*WHAT TO DO*:
Please pick out every line in the rows below that contains the string "wiper" and copy each one in full.

##########

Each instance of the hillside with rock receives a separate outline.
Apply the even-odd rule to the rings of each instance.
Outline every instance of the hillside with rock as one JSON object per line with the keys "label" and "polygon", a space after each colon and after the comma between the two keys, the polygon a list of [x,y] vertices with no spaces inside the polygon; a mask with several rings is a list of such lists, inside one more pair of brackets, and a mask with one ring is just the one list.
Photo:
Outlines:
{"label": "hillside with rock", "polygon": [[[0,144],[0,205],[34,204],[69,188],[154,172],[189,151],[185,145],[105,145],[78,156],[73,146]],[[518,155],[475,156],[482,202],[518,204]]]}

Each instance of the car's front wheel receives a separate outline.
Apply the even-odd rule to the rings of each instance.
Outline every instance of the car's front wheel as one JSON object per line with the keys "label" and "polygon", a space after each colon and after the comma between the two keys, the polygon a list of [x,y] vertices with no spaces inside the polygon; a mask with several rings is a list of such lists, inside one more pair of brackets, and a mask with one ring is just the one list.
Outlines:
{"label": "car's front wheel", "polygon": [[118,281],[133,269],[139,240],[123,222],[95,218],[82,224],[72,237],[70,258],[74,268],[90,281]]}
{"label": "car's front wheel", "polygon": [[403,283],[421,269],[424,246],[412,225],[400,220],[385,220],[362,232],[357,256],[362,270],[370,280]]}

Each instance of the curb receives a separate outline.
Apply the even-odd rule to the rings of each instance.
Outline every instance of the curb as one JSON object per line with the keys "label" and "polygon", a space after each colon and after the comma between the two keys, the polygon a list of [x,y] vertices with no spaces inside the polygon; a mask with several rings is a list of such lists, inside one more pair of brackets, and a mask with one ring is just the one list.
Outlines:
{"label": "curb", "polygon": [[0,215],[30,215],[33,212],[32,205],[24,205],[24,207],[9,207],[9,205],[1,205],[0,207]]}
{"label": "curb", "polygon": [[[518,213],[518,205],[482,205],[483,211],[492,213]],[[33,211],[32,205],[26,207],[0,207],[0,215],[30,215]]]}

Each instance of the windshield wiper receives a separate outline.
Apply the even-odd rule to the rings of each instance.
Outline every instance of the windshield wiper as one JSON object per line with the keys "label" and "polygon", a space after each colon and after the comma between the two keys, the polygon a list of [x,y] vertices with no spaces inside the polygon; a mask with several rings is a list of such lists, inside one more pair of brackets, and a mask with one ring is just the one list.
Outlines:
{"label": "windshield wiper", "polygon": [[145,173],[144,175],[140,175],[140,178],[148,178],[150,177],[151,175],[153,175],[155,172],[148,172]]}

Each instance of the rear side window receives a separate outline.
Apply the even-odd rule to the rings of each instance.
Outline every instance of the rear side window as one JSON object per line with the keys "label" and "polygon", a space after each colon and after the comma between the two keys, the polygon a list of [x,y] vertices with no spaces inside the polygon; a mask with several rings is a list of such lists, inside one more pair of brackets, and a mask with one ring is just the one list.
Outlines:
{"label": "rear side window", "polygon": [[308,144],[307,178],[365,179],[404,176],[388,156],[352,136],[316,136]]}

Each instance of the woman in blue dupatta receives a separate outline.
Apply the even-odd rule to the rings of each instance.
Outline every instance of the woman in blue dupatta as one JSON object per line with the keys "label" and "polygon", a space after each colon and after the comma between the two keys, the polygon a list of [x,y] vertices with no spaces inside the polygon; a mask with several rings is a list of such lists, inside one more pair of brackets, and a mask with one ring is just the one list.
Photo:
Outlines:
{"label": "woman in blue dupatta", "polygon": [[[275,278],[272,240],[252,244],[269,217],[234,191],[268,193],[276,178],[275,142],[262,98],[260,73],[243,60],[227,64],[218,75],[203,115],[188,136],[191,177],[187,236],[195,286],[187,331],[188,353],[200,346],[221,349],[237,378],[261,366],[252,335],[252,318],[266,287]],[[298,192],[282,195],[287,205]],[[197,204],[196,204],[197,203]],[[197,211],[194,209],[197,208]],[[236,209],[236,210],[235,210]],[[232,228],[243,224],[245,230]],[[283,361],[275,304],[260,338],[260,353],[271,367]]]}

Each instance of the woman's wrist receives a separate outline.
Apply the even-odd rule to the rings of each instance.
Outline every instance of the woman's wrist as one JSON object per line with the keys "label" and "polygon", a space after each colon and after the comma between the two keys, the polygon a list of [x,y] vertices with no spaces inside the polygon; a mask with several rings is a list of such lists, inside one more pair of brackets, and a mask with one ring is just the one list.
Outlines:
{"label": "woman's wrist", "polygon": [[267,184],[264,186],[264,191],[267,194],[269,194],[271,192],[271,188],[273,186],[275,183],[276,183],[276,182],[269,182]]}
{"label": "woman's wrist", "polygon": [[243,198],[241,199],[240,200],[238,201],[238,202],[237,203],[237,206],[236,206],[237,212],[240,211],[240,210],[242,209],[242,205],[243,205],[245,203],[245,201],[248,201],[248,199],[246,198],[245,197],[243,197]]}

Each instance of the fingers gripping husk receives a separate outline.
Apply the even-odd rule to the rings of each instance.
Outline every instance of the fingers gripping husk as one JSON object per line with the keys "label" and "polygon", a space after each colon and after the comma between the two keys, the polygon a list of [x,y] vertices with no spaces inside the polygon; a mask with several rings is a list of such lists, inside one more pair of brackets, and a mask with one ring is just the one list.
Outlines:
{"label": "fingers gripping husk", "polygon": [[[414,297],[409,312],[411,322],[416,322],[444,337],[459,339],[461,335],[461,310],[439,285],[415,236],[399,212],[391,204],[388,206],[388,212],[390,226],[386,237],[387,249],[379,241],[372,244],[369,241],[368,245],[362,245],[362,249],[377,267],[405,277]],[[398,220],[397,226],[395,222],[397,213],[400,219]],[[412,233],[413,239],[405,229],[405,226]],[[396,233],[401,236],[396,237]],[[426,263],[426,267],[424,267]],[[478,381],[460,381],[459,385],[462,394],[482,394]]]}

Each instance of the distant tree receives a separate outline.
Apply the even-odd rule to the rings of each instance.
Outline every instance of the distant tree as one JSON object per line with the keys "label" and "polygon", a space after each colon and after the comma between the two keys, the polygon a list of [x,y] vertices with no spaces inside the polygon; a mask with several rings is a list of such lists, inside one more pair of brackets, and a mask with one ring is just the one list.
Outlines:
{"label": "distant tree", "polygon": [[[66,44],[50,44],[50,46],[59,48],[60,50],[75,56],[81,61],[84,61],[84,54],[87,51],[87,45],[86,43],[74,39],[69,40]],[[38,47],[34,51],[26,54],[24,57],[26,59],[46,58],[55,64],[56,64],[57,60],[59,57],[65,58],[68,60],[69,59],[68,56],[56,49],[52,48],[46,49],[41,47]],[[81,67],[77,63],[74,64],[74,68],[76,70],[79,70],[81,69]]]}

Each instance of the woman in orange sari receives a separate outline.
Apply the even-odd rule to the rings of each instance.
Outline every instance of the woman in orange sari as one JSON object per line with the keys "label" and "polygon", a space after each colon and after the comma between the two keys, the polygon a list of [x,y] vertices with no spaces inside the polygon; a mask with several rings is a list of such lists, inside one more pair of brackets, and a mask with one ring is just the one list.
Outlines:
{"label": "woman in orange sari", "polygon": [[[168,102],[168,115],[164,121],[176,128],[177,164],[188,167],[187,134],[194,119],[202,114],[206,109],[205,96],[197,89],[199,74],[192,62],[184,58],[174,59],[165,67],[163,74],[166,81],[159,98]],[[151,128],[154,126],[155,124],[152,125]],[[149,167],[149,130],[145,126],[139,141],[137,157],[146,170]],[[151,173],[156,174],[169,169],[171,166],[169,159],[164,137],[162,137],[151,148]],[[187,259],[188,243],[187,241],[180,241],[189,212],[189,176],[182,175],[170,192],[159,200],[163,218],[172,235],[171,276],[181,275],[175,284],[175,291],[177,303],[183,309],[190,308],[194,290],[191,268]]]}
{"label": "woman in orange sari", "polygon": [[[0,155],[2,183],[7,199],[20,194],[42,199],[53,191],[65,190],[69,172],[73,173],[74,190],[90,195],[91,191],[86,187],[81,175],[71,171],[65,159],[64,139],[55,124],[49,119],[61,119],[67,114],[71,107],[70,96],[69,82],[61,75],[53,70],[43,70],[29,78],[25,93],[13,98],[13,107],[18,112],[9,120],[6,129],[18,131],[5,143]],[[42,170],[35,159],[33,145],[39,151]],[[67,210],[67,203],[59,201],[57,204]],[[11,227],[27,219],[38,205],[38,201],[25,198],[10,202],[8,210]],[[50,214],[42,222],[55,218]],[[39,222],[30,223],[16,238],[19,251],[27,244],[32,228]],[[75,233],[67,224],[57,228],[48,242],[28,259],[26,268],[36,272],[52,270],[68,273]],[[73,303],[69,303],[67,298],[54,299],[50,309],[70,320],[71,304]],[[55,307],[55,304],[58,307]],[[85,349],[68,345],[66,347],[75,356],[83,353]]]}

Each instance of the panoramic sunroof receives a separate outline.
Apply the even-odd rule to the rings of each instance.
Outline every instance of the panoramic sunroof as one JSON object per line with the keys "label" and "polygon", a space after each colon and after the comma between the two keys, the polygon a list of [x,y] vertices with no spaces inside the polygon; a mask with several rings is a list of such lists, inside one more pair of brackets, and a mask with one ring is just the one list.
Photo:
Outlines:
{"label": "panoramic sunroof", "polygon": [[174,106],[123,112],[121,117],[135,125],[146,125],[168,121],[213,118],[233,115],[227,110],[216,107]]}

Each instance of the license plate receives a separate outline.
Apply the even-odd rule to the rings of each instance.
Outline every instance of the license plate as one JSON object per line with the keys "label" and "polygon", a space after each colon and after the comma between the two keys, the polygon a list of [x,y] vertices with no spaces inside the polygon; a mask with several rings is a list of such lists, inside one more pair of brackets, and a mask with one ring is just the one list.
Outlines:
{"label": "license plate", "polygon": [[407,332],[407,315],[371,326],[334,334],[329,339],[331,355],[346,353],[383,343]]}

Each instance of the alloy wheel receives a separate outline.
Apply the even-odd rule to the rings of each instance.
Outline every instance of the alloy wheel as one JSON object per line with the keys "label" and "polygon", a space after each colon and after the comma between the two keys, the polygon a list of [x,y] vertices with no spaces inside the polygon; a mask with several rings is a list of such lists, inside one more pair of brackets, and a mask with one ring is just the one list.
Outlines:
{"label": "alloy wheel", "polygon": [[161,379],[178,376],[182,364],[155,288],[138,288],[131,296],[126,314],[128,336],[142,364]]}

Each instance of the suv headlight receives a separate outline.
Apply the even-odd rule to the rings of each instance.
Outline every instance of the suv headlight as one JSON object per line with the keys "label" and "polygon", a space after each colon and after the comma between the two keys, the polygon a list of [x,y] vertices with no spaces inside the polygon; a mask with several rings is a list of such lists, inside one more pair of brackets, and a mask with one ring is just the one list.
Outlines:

##########

*THE COMPLETED TASK*:
Each instance of the windshield wiper receives a separate outline.
Outline every instance of the windshield wiper as one JSON object per line with the keys "label" and "polygon", a space after each colon and after the comma between the two keys, the polygon a list of [x,y] vertices with no spaces inside the polygon; a mask with several rings is a list of such lists, inside one more pair of brackets, and a mask with one ring is just the one list.
{"label": "windshield wiper", "polygon": [[145,173],[144,175],[140,175],[140,178],[148,178],[150,177],[151,175],[153,175],[155,172],[148,172]]}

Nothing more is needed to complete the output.